- CONSIGNE À SUIVRE:
Recopiez à l'identique le passage du texte sur la crise des déchets à Marseille qui commence par les mots contenant « En bulldozer, à » et se termine par « de la ville. ».

- TEXTE FOURNI:
----------

En bulldozer, à l’assaut de la métropole

Chaque lundi, la Nouvelle société savante de Marseillologie vous propose 2 600 signes sur l’Agora de Marsactu pour évoquer l’actualité politique, économique, sociale ou culturelle de la ville.

Cette semaine, l’intervention spectaculaire de la municipalité dans la crise des déchets.

Il est 21h05 ce dernier jour de janvier quand le maire de Marseille décide de taper du tweet sur la table

[emoji point rouge] « À situation exceptionnelle, réponse exceptionnelle ! Face à des dizaines d’incendies de poubelles et aux alertes météo, j’ai informé ce soir le @Prefet13 que je vais déroger au droit des collectivités à la répartition des compétences entre la Ville et la Métropole. »

Après 13 jours de conflits et 3 000 tonnes de poubelles amoncelées, la municipalité décide d’intervenir dans un conflit social qui ne la concerne pas sur le strict plan des compétences réglementaires. Tandis que les conditions climatiques faisaient craindre un nouveau désastre écologique et que les départs de feu se multipliaient, la situation d’urgence a commandé à la ville de sortir de son rôle de spectateur dans lequel la loi la confine. On le sait, la querelle entre les syndicats et la Métropole dure depuis septembre autour de l’application des 35 heures qui contraint les agents de la propreté à travailler davantage. L’accord de décembre n’avait pas convaincu FO et le bras de fer était reparti de plus belle il y a 2 semaines.

Pour la mairie, l’occasion est symptomatique de l’impasse institutionnelle dans laquelle sont piégées les relations avec la Métropole alors que se négocie au Parlement, la réforme de sa gouvernance. La ville souhaitait profiter du volet « chicaya » du plan Macron pour réclamer un rapatriement de compétences, dont celle de la collecte et de la gestion des déchets si sensible sur le plan électoral. La loi 3DS, qui entre dans sa dernière ligne droite avec son examen cette même semaine par la commission mixte paritaire, en constituait le véhicule législatif idoine. Las, les dispositions ne changeront pas. Benoit Payan ne pourra compter que sur le rapatriement de la responsabilité limitée de la propreté des rues, échouant ainsi dans sa reconquête des pans perdus de « souveraineté ».

----------

- DONNÉES ENREGISTRÉES:
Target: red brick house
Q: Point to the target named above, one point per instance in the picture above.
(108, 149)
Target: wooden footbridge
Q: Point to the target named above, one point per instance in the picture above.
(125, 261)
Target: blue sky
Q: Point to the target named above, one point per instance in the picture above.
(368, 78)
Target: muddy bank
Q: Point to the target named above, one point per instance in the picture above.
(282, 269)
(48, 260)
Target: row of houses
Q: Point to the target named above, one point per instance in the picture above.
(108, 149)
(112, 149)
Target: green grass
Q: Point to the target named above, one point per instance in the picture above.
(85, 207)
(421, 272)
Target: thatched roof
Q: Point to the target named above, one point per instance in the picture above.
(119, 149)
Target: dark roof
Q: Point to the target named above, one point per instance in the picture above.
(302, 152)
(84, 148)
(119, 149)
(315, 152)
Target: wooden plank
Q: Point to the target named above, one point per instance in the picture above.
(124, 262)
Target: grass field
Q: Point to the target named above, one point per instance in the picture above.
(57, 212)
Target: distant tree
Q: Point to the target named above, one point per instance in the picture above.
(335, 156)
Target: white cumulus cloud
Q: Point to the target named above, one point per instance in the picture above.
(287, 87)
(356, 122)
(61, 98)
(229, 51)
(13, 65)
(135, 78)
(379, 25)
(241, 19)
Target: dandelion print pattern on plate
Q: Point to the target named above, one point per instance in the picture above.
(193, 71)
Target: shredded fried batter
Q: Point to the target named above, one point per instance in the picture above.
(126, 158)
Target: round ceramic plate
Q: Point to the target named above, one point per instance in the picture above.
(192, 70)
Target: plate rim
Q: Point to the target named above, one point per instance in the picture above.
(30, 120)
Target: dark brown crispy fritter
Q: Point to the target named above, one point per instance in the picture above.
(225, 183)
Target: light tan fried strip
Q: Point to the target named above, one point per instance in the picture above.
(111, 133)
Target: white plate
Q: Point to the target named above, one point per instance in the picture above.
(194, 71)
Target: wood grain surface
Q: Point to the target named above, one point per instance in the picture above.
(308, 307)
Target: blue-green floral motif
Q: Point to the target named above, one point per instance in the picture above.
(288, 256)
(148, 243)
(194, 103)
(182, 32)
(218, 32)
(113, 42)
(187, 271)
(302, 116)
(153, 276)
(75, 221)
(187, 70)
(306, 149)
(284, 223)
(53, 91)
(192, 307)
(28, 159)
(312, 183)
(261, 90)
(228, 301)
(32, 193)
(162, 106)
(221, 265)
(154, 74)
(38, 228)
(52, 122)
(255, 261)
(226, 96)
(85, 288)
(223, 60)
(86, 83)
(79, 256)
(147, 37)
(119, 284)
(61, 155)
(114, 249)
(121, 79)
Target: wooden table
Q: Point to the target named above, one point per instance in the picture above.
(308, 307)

----------

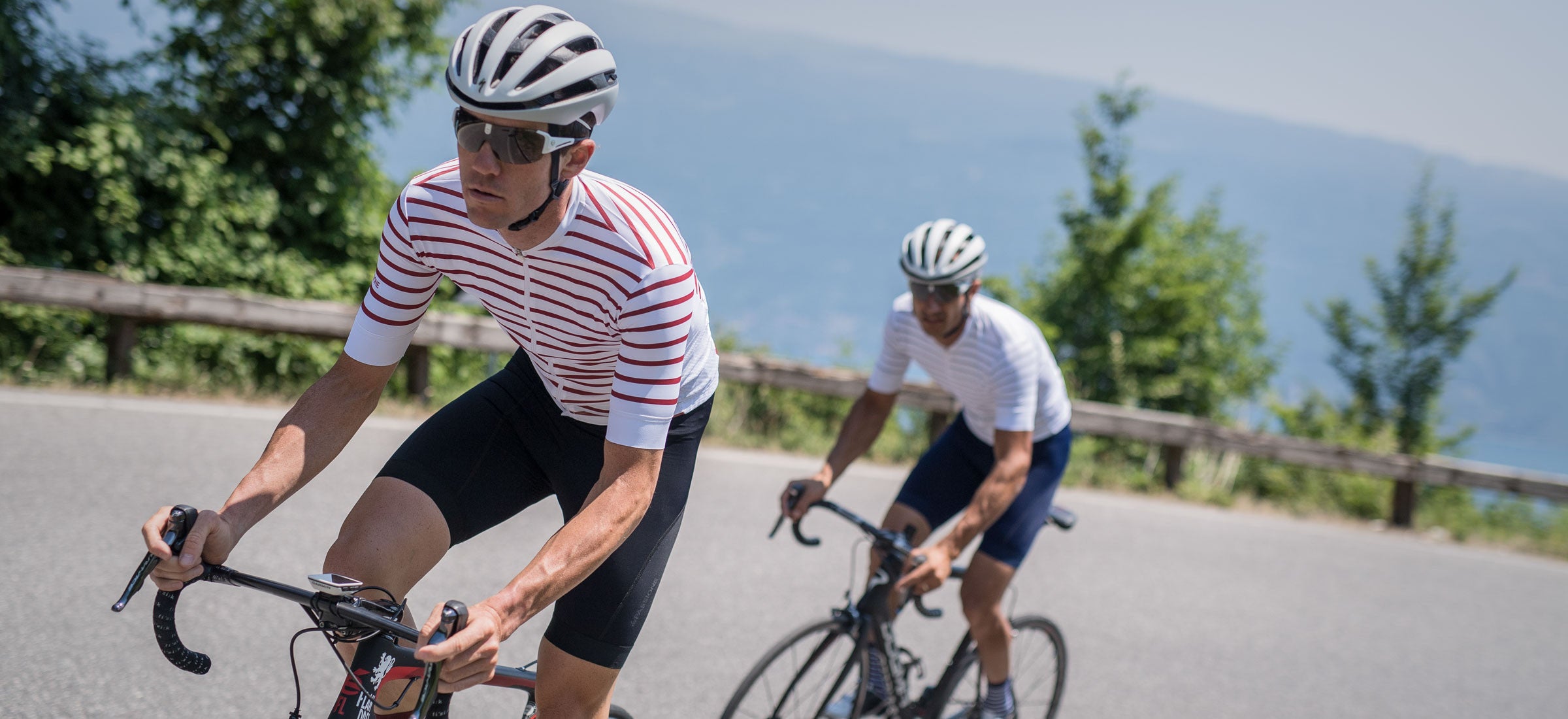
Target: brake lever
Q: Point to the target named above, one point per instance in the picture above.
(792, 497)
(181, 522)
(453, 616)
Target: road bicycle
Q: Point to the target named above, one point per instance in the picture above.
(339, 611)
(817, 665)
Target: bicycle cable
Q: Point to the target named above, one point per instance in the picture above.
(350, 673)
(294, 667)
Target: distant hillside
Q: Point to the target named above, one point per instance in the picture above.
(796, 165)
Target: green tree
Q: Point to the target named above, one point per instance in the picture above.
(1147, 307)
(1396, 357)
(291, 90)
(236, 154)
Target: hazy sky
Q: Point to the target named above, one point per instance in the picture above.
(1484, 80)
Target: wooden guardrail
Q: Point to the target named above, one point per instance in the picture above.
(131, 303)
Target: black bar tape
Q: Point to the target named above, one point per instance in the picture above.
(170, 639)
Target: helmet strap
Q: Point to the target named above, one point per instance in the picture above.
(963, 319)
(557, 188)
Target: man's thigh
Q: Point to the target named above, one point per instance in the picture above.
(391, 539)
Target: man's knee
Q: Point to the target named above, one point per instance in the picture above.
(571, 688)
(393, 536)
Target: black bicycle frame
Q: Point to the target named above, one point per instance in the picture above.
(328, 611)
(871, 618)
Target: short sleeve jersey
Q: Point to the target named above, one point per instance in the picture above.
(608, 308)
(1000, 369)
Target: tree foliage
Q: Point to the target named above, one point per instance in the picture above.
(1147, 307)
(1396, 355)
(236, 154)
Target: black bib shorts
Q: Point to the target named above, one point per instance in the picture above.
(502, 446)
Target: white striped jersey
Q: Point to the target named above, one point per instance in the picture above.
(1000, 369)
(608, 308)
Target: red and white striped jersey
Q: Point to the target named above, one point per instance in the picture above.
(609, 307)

----------

- RÉPONSE RÉDIGÉE:
En bulldozer, à l’assaut de la métropole

Chaque lundi, la Nouvelle société savante de Marseillologie vous propose 2 600 signes sur l’Agora de Marsactu pour évoquer l’actualité politique, économique, sociale ou culturelle de la ville.